### Extract to read:
[start]
Kayaking Disciplines

Long Distance


This discipline is for all you speed demons out there! Long distance or marathon racing is carried out on flatwater or whitewater courses over a certain distance (usually 4-28 miles). The annual Liffey Descent is the biggest marathon kayaking event in Ireland and one of the largest in the world. UCC canoe club has a long history of success at this event with past and current members winning numerous medals in different classes. The final day of the Irish kayaking intervarsities involves a long distance race that everybody competes in to earn points for their club.

Long distance is a great way of keeping fit and improving the all-important forward stroke. There are a number of paddlers in the club who train and compete regularly, if you think long distance is for you then get in touch with us and we will point you in the right direction!




Canoe polo is an intense team sport which started in Britain during the early seventies. It combines the skill and fitness of high-pace kayaking with the tactics and positional play of field sports. The sport is very similar to water polo with the obvious addition that everybody is in kayaks. It can be played in a swimming pool or outdoors on a 35 x 23 metre pitch with five players on each team (with up to three substitutes). A game lasts 14-20 minutes made up of two 7-10 minute halves. At the start of a game the players on each team line up touching their goal-line until the referee blows the whistle, where one player from each team sprints to take possession of the ball.
[end]
### Recorded information:
[start]
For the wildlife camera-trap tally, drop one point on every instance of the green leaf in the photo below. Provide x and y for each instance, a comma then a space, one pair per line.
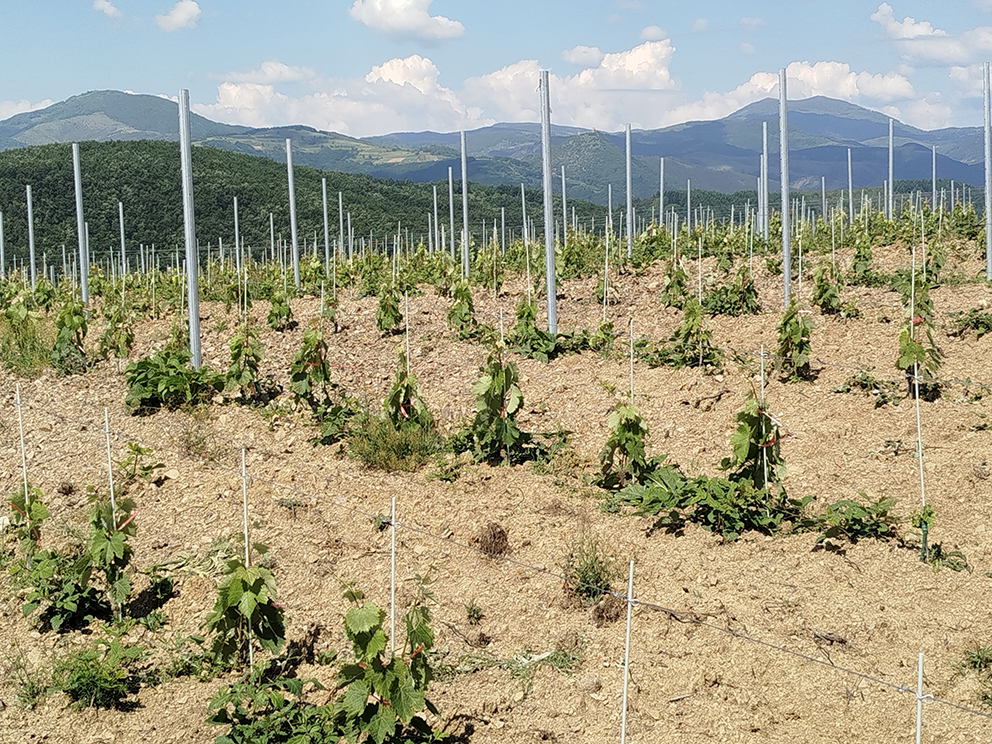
355, 698
363, 619
382, 724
[end]
### Requirements:
**1.** In the piece on kayaking disciplines, why does everybody take part in the long distance race on the final day of the Irish kayaking intervarsities? Answer in one to three sentences.
**2.** Sum up the piece on kayaking disciplines in two sentences.
**3.** Carry on the piece on kayaking disciplines from its last sentence.
The lines have nothing to do with the kayaking text.

### Responses:
**1.** Everybody competes in that race to earn points for their club.

**2.** Long distance or marathon kayaking is raced on flatwater or whitewater courses, usually over 4-28 miles, and is a great way to keep fit and improve the forward stroke. Canoe polo is an intense team sport, much like water polo but played in kayaks, with five players on each team in a swimming pool or on a 35 x 23 metre pitch outdoors.

**3.**
Canoe polo is a great way to promote the team aspect of kayaking as it is the only discipline where you really work together as a team to win. It involves lots of crashing into each other and capsizing your opponents to win the ball! Our highlight of the year is the Irish kayaking intervarsities where we compete against all of the colleges around the country. After the first few weeks of learning to paddle and once you think you’ve got the hang of moving the boat around we will be starting our polo training sessions on the Lee. These will be great craic and something different to your ordinary ball sport. Get in touch with us via email or Facebook if you are interested in playing.


Seán Cahill Looping

Freestyle kayaking or playboating is best summed up as gymnastics on water. It is the pinnacle of boat handling skill and can be done in a hole, on a wave and even on flatwater! Freestyle involves numerous kinds of flips, spins and turns so a solid roll is an essential skill to have. Once you’ve learned to roll however the world of freestyle kayaking opens up and you’ll even begin to enjoy spending time upside down!

There are numerous freestyle competitions around the country where our members compete. There is a freestyle competition at varsities every year made up of teams of four paddlers from each club. Past and current members of UCC canoe club have travelled all over the world tearing up the best river waves and holes, a few have been or are currently on the Irish freestyle kayaking team and compete regularly at international competitions.

As freestyle involves lots of spinning and flipping, playboats are designed to be tippy to help initiate moves, these involve a steeper learning curve when compared to the bigger whitewater boats. If you’re up for a bit of flipping around look for someone in a short stubby boat at a Friday session who seems to know what they are doing and they will be delighted to help you out.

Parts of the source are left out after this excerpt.